▸ **ACTIONS TO TAKE**
1) Transcribe the chicken pox thread below from "No im not breastfeeding, so" up to and including "being anymore uncomfortable.".
2) In the chicken pox thread below, what incubation period for chicken pox does nichub give?

▸ **PASSAGE TO READ**

*** Block opens ***

# chicken pox - 4 week old baby.



## lollipops (Oct 17, 2009)

Hi,

My daughter is 4 weeks old and my little niece has come down with chicken pox today, the trouble is my niece was holding her yesterday and playing with her and I'm worried that my daughter might come down with it too 

Obviously we had no idea that niece had chicken pox yesterday as her rash and symtoms only started today.

How would chicken pox affect a 4 week old? What should i look out for? Should I take her to A&E if shes develops a rash? 


X


----------



## nichub (Sep 2, 2010)

Hi Hun, you should be ok popping her to your gp if she gets spots, the incubation period is 2 weeks for chicken pox so it could be a couple of weeks before you see anything if she does get them, are you breast feeding??

Don't worry though they usually get less spots when they are young but may seem a bit off colour, let me know if she does develop any spots and I'll reply quite quickly 

Nic
Xx


----------



## lollipops (Oct 17, 2009)

No im not breastfeeding, so i suppose her immune system wont be great   

I hope she doesnt get it, shes already riddled with colic & reflux, i dont think I could bare her being anymore uncomfortable.


It is highly likely she will get it? And how long is it likely to last of she does get? I've had chicken pox as s child so am I immune? 


Sorry for the barrage of questions! X


----------



## nichub (Sep 2, 2010)

It's ok, there's no telling whether she will get it or not, if she does get them the usual treatment of calpol and piriton works a treat but with her being young these would need to be prescribed anyway, it can last anything from 10 days to 3 weeks ish but don't worry she may not even get it

Nic
Xx


----------

*** Block closes ***

▸ **INFORMATION PROVIDED**
*** Block opens ***

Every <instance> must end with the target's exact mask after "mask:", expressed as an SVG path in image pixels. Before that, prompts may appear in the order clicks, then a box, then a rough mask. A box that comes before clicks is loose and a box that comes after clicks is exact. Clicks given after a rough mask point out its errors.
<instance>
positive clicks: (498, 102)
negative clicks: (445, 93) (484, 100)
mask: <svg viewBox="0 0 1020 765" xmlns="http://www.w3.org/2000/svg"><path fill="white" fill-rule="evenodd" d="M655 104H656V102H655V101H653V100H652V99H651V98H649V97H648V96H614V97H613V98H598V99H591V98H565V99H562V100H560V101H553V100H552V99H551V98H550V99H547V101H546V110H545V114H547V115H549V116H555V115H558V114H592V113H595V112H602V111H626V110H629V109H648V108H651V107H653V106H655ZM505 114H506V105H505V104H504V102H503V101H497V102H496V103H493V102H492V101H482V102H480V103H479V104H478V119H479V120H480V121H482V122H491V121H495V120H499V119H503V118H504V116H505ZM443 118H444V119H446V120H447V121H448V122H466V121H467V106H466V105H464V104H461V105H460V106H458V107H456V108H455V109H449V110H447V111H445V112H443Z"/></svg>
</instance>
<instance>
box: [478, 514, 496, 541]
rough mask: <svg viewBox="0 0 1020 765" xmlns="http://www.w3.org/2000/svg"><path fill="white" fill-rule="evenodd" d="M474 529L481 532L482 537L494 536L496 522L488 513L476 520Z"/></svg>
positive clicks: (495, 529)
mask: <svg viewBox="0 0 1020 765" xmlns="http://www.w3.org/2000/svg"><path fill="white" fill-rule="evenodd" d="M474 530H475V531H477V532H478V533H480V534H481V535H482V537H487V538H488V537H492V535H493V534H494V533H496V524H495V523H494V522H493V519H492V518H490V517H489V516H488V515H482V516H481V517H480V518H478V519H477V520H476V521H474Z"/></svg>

*** Block closes ***

▸ **RESPONSES PER TASK**
1)
No im not breastfeeding, so i suppose her immune system wont be great   

I hope she doesnt get it, shes already riddled with colic & reflux, i dont think I could bare her being anymore uncomfortable.

2) Two weeks.